### EXCERTO DA FONTE
+++
Para as respostas sociais e para a ação social, que são uma área nuclear da resposta, têm vindo a ser aprovadas medidas relativas a pessoas com deficiência, às suas famílias e às entidades que lhes prestam apoio; foi garantido um aumento da comparticipação financeira no âmbito dos acordos de cooperação celebrados para o funcionamento das respostas sociais; e foram aprovadas medidas de apoio extraordinário à ação das instituições particulares de solidariedade social (IPSS) e entidades equiparadas. Neste último ponto, têm sido contempladas comparticipações, apoios à manutenção de postos de trabalho, diferimento de obrigações fiscais e contributivas ou uma linha de financiamento específica para o setor social.

Também na sua intervenção, o Chefe do Governo sugeriu que os desempregados do setor do turismo, um dos mais afetados pela crise pandémica, podem converter-se em profissionais do setor social. Nesse sentido e conforme transmitiu a RTP3, vincou:

Permitam-me uma palavra final sobre o emprego: como todos sabemos, um dos setores mais atingidos por esta crise económica e que de forma mais duradoura vai ser atingido é, por exemplo, o setor do turismo. Ora, muitas das milhares de pessoas que estão neste momento a perder o emprego no turismo são pessoas que já têm uma formação de base e uma experiência de cuidado pessoal e relacionamento pessoal que são um recurso fundamental para, com formação naturalmente, serem facilmente convertidas para continuar a trabalhar com pessoas agora nas instituições do setor social.”.
+++
### TAREFAS E EXERCÍCIOS
(a) Resuma em duas frases o excerto sobre o setor social.
(b) Troque "acordos de cooperação" por "protocolos de cooperação" e reescreva a passagem do excerto sobre o setor social que começa em "Para as respostas" e segue até "para o setor social.".
(c) Prossiga o excerto sobre o setor social a partir do ponto em que termina.
A listagem que se segue provém de outra fonte.

[Dados registados]
+++
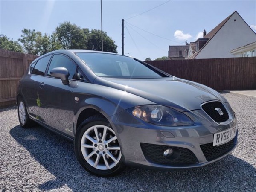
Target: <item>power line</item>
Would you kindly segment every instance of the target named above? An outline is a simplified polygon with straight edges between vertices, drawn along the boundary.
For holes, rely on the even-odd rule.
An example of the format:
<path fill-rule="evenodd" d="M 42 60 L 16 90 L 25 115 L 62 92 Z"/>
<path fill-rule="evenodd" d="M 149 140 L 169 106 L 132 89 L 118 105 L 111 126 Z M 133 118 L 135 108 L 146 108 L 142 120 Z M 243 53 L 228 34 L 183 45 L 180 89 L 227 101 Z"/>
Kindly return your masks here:
<path fill-rule="evenodd" d="M 127 24 L 128 24 L 127 23 L 127 22 L 126 22 L 126 23 Z M 144 36 L 143 36 L 142 35 L 140 34 L 138 32 L 137 32 L 135 29 L 133 29 L 132 27 L 131 27 L 131 26 L 129 25 L 128 25 L 128 26 L 129 26 L 130 27 L 131 27 L 131 29 L 132 30 L 133 30 L 136 33 L 137 33 L 138 35 L 140 35 L 141 36 L 142 36 L 143 38 L 144 38 L 147 41 L 148 41 L 149 43 L 150 43 L 151 44 L 152 44 L 153 45 L 156 47 L 157 47 L 158 49 L 162 50 L 163 51 L 165 51 L 165 50 L 163 50 L 162 49 L 160 48 L 160 47 L 159 47 L 158 46 L 157 46 L 157 45 L 156 45 L 155 44 L 154 44 L 153 43 L 151 42 L 151 41 L 150 41 L 149 40 L 148 40 L 148 39 L 147 39 L 146 38 L 145 38 Z M 126 29 L 127 28 L 127 27 L 126 27 Z"/>
<path fill-rule="evenodd" d="M 125 25 L 125 27 L 126 28 L 126 29 L 127 29 L 127 32 L 128 32 L 128 33 L 129 33 L 129 35 L 130 35 L 130 37 L 131 37 L 131 39 L 132 41 L 133 41 L 134 44 L 134 45 L 135 45 L 136 48 L 137 48 L 138 51 L 139 51 L 139 52 L 140 52 L 140 55 L 142 55 L 141 54 L 141 52 L 140 52 L 140 49 L 139 49 L 139 47 L 138 47 L 138 46 L 137 46 L 137 45 L 135 43 L 135 41 L 134 41 L 134 40 L 133 38 L 132 37 L 131 35 L 131 33 L 130 33 L 130 32 L 129 32 L 129 30 L 128 30 L 128 28 L 127 28 L 127 27 L 126 27 L 126 25 Z"/>
<path fill-rule="evenodd" d="M 165 2 L 163 3 L 162 3 L 161 4 L 159 5 L 159 6 L 157 6 L 156 7 L 154 7 L 154 8 L 152 8 L 152 9 L 150 9 L 149 10 L 148 10 L 148 11 L 146 11 L 145 12 L 142 12 L 141 13 L 140 13 L 139 15 L 135 15 L 134 16 L 131 17 L 129 17 L 128 19 L 125 19 L 125 20 L 128 20 L 128 19 L 131 19 L 132 18 L 138 16 L 139 15 L 142 15 L 142 14 L 144 14 L 144 13 L 146 13 L 147 12 L 148 12 L 149 11 L 150 11 L 151 10 L 153 10 L 153 9 L 155 9 L 156 8 L 157 8 L 157 7 L 160 7 L 160 6 L 163 5 L 164 4 L 166 4 L 166 3 L 168 3 L 168 2 L 170 2 L 170 1 L 172 1 L 172 0 L 169 0 L 169 1 L 167 1 L 166 2 Z"/>
<path fill-rule="evenodd" d="M 133 25 L 132 24 L 131 24 L 131 23 L 128 23 L 128 22 L 126 22 L 126 21 L 125 21 L 125 23 L 126 23 L 127 24 L 129 24 L 129 25 L 131 25 L 131 26 L 134 26 L 134 27 L 136 27 L 137 28 L 138 28 L 138 29 L 139 29 L 142 30 L 143 30 L 143 31 L 145 31 L 145 32 L 147 32 L 147 33 L 150 33 L 150 34 L 151 34 L 151 35 L 154 35 L 156 36 L 157 37 L 158 37 L 159 38 L 163 38 L 163 39 L 166 39 L 166 40 L 167 40 L 170 41 L 171 41 L 174 42 L 175 42 L 175 43 L 178 43 L 178 44 L 182 44 L 182 43 L 180 43 L 180 42 L 177 42 L 177 41 L 175 41 L 172 40 L 171 39 L 168 39 L 168 38 L 164 38 L 164 37 L 161 37 L 160 36 L 159 36 L 159 35 L 156 35 L 156 34 L 154 34 L 154 33 L 151 33 L 151 32 L 148 32 L 148 31 L 146 31 L 145 30 L 144 30 L 144 29 L 141 29 L 141 28 L 140 28 L 140 27 L 137 27 L 137 26 L 135 26 L 135 25 Z"/>

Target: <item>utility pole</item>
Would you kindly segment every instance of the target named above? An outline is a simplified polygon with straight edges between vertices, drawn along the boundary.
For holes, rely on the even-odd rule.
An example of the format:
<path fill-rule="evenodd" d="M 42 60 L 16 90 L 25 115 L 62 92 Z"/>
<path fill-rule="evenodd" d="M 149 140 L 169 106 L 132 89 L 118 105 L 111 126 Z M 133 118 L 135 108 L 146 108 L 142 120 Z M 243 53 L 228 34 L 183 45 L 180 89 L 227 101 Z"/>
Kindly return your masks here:
<path fill-rule="evenodd" d="M 124 19 L 122 20 L 122 54 L 124 55 Z"/>
<path fill-rule="evenodd" d="M 102 31 L 102 1 L 100 0 L 100 10 L 102 17 L 102 51 L 103 51 L 103 33 Z"/>

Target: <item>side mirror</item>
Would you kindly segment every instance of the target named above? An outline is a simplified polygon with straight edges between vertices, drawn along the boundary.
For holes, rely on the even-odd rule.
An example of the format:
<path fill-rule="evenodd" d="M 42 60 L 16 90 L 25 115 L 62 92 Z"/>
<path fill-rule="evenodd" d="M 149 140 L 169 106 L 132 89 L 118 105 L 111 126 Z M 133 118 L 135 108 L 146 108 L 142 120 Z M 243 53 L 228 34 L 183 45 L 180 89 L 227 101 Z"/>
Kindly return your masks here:
<path fill-rule="evenodd" d="M 69 73 L 67 68 L 65 67 L 54 68 L 50 71 L 51 75 L 57 78 L 60 78 L 62 83 L 64 85 L 68 84 L 68 77 L 70 76 Z"/>

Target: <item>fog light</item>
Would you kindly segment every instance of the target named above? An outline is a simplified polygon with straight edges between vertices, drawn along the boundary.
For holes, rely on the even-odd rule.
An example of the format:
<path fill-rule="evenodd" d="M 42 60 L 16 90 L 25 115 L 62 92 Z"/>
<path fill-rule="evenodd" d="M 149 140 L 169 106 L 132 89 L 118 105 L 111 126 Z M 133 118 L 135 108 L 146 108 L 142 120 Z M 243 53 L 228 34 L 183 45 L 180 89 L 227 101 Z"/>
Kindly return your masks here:
<path fill-rule="evenodd" d="M 165 157 L 168 157 L 173 154 L 173 150 L 171 148 L 168 148 L 163 152 L 163 156 Z"/>

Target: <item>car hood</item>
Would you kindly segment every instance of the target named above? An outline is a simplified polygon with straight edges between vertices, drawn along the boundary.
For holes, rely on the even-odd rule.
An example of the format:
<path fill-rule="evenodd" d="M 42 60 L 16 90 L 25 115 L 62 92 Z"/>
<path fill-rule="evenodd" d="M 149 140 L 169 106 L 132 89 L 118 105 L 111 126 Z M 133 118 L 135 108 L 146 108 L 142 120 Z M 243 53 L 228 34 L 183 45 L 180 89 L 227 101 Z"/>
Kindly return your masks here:
<path fill-rule="evenodd" d="M 201 104 L 209 101 L 223 101 L 219 93 L 207 87 L 175 77 L 146 80 L 99 78 L 98 81 L 182 112 L 201 109 Z"/>

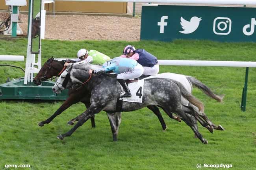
+++
### RESPOSTAS AOS PROBLEMAS
(a) Foram aprovadas medidas para pessoas com deficiência, as suas famílias e as entidades que as apoiam, foi garantido um aumento da comparticipação financeira nos acordos de cooperação e foram aprovados apoios extraordinários às IPSS e entidades equiparadas. O Chefe do Governo sugeriu ainda que os desempregados do turismo, com a devida formação, podem passar a trabalhar nas instituições do setor social.

(b)
Para as respostas sociais e para a ação social, que são uma área nuclear da resposta, têm vindo a ser aprovadas medidas relativas a pessoas com deficiência, às suas famílias e às entidades que lhes prestam apoio; foi garantido um aumento da comparticipação financeira no âmbito dos protocolos de cooperação celebrados para o funcionamento das respostas sociais; e foram aprovadas medidas de apoio extraordinário à ação das instituições particulares de solidariedade social (IPSS) e entidades equiparadas. Neste último ponto, têm sido contempladas comparticipações, apoios à manutenção de postos de trabalho, diferimento de obrigações fiscais e contributivas ou uma linha de financiamento específica para o setor social.

(c)
O evento, segundo a Ministra Ana Mendes Godinho, teve como objetivo lançar a terceira geração do PARES com um investimento de mais 110 milhões de euros para o “alargamento da rede de equipamentos, requalificação e melhoria da nossa capacidade coletiva de resposta social, dando prioridade a respostas sociais de apoio a idosos, creches e apoio à deficiência”. E Costa disse serem necessárias mais creches, por causa do equilíbrio entre o trabalho e a vida pessoal, e mais cuidados domiciliários, para diminuir o nível de institucionalização dos idosos, cuja população vai crescer.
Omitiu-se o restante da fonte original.